## Reading passage
=== Section Start ===
Monday, Apr. 22, 1929

Getting Up Exercises

It was a rawish morning in Manhattan last week when the squeak of early traffic and the fading of a good night's sleep woke Columbia's Professor of Physical Education Jesse Feiring Williams. He stretched out one arm and twitched it a little. He wiggled his fingers. The like did he do to his other arm and hand, to his legs, feet and toes. Dexterously he rocked his hips, arched his back, rolled his head. Then a swift bathing, a brisk toweling, a fastidious dressing, a precise breakfasting, a quick walking across the streets to teach physical education to Columbia's aspirant educators, and a welling wanting to say something for publication.

He said it: that calisthenics (his profession) is a commercial exploitation of people's desires to keep fit; that people should better walk far at 4 m.p.h., play tennis and golf, swim, ride horseback, tramp, hike; that for "physical illiterates" setting up exercises are good; that his getting up exercises were better.
=== Section End ===
## Explore the material
a) Transcribe the article on getting up exercises, starting with "It was a rawish" and going on through "something for publication.".
b) Continue the article on getting up exercises from the point at which it stops.
The entries come from a separate source with no connection to the article on getting up exercises.

## Data section
=== Section Start ===
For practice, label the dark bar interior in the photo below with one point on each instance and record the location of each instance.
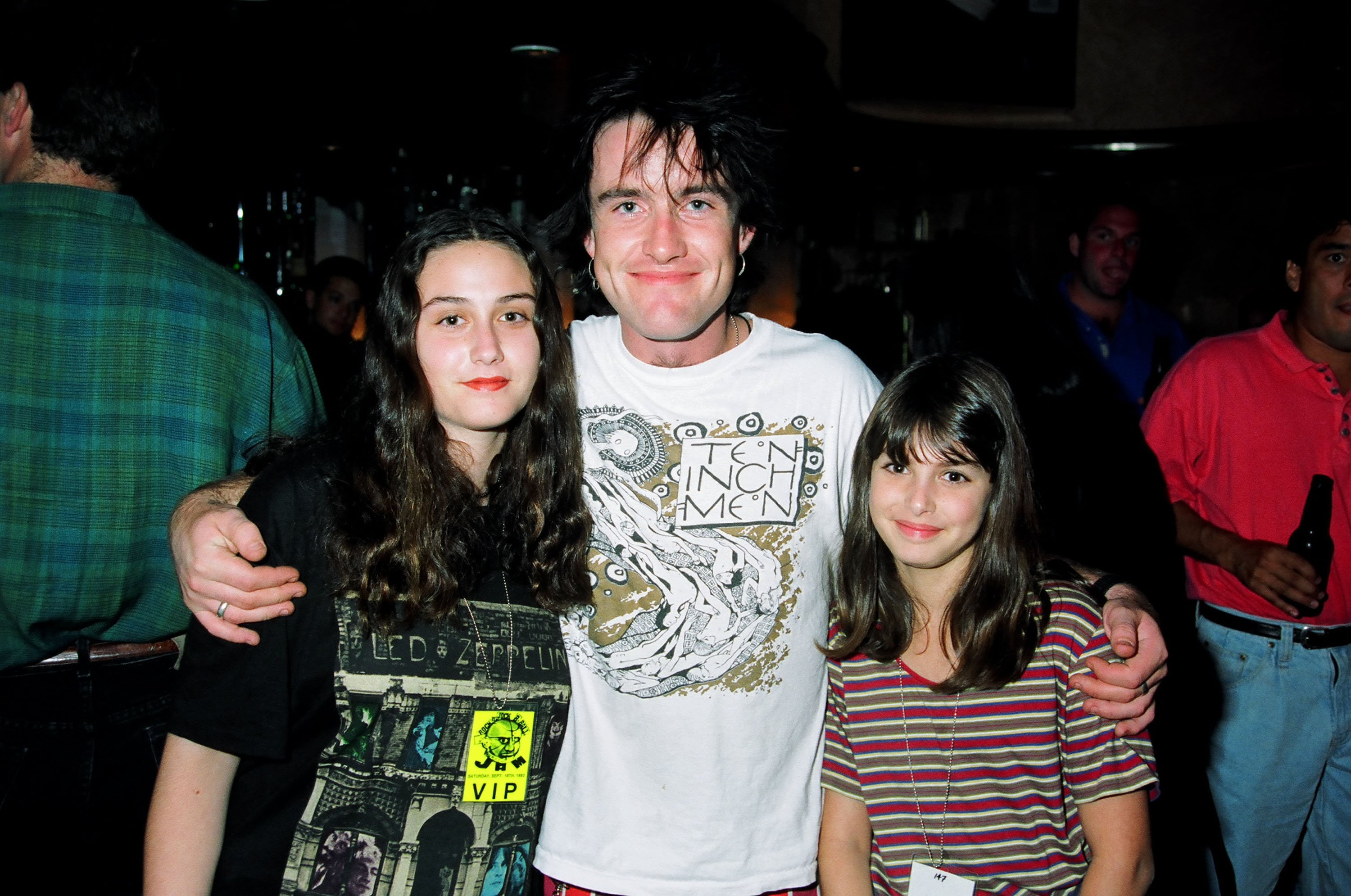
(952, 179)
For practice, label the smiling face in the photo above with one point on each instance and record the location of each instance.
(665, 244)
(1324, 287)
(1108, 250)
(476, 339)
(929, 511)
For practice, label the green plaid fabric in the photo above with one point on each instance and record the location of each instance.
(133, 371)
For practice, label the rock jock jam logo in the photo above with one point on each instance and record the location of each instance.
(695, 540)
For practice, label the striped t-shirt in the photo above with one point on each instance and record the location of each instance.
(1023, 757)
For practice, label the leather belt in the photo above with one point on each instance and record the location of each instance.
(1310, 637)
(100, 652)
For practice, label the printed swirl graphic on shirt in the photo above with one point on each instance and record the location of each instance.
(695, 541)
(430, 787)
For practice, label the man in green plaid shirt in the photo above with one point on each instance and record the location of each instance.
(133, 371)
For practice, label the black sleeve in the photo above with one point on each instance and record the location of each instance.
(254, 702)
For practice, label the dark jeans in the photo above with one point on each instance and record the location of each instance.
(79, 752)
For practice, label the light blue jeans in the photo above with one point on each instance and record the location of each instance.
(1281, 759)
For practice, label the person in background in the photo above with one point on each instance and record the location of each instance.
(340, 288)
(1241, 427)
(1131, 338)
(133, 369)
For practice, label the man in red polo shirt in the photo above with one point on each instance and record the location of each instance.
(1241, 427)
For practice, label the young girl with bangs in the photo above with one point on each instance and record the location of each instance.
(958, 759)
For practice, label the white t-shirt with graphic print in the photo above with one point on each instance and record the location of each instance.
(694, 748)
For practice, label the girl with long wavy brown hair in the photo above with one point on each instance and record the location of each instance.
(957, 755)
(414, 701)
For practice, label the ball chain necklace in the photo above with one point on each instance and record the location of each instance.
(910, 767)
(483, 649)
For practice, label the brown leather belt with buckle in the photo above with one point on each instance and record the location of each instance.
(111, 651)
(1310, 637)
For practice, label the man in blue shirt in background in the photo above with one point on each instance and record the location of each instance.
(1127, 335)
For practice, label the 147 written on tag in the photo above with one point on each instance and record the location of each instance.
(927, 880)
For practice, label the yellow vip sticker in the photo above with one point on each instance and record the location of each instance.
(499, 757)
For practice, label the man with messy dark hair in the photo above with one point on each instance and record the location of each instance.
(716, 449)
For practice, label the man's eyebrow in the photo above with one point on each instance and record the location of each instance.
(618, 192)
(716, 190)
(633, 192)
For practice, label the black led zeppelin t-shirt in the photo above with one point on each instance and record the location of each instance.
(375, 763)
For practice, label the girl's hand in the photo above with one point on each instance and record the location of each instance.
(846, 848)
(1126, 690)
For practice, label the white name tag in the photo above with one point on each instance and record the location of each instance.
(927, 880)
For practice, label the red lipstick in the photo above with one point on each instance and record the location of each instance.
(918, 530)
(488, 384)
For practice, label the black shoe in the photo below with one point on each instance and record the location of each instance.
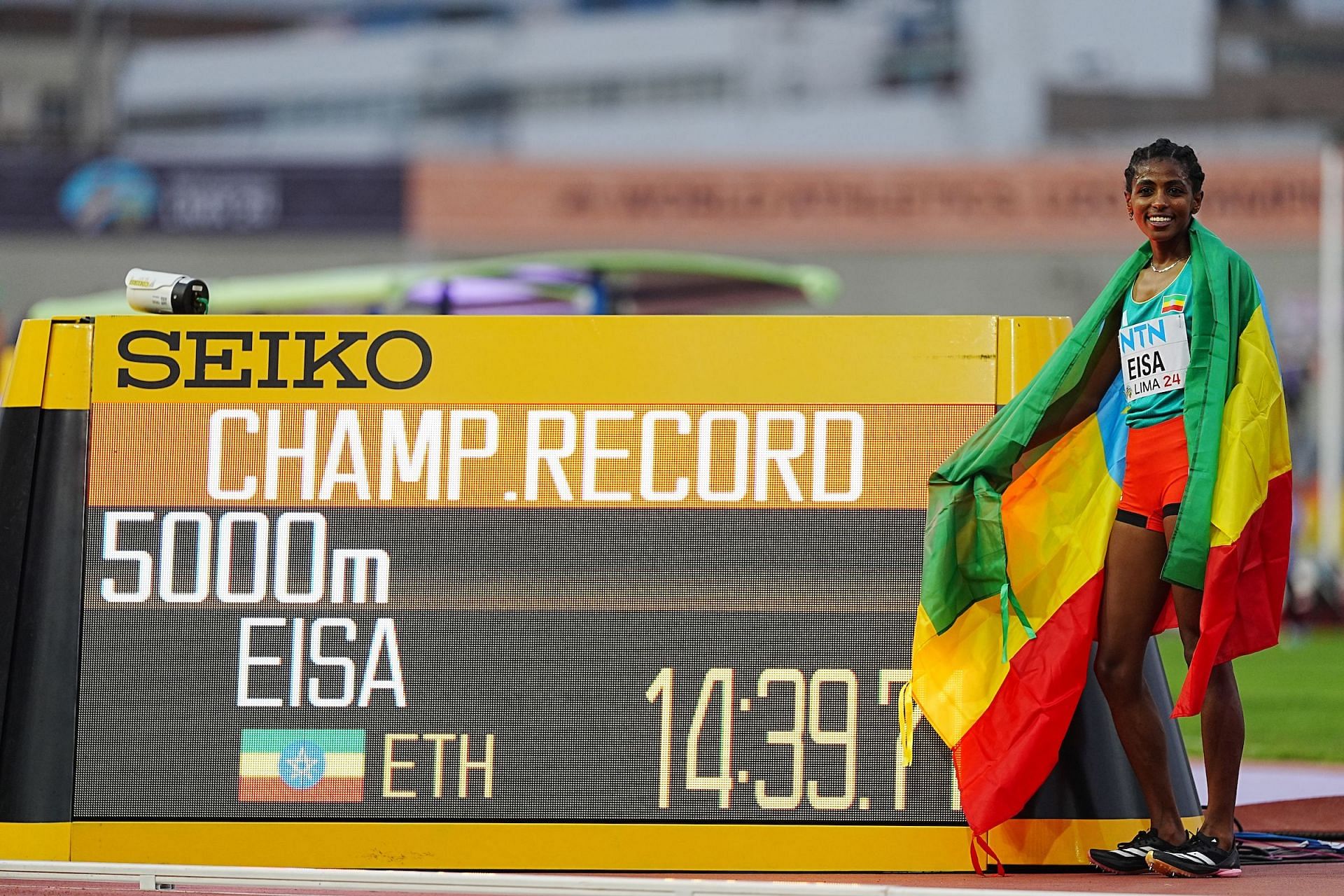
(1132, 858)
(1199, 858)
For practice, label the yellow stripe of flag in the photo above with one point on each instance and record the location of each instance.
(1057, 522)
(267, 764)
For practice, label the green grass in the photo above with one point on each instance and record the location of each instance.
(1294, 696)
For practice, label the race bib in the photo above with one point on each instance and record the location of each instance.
=== Section End ===
## Responses to the exercise
a)
It was a rawish morning in Manhattan last week when the squeak of early traffic and the fading of a good night's sleep woke Columbia's Professor of Physical Education Jesse Feiring Williams. He stretched out one arm and twitched it a little. He wiggled his fingers. The like did he do to his other arm and hand, to his legs, feet and toes. Dexterously he rocked his hips, arched his back, rolled his head. Then a swift bathing, a brisk toweling, a fastidious dressing, a precise breakfasting, a quick walking across the streets to teach physical education to Columbia's aspirant educators, and a welling wanting to say something for publication.

b)
Other calisthenics proponents were irritated, included Professor of Physical Education Robert Tait McKenzie at the University of Pennsylvania, who retorted that the average city dweller neglected his abdominal regions and hence needed organized exercise. And Dr. Eugene Lyman Fiske, medical director of Manhattan's Life Extension Institute, who scoffed: "Walking in the city is the greatest camouflage I know of. All you will get from it, with the possible benefits for the lower limbs in some cases, is flat feet."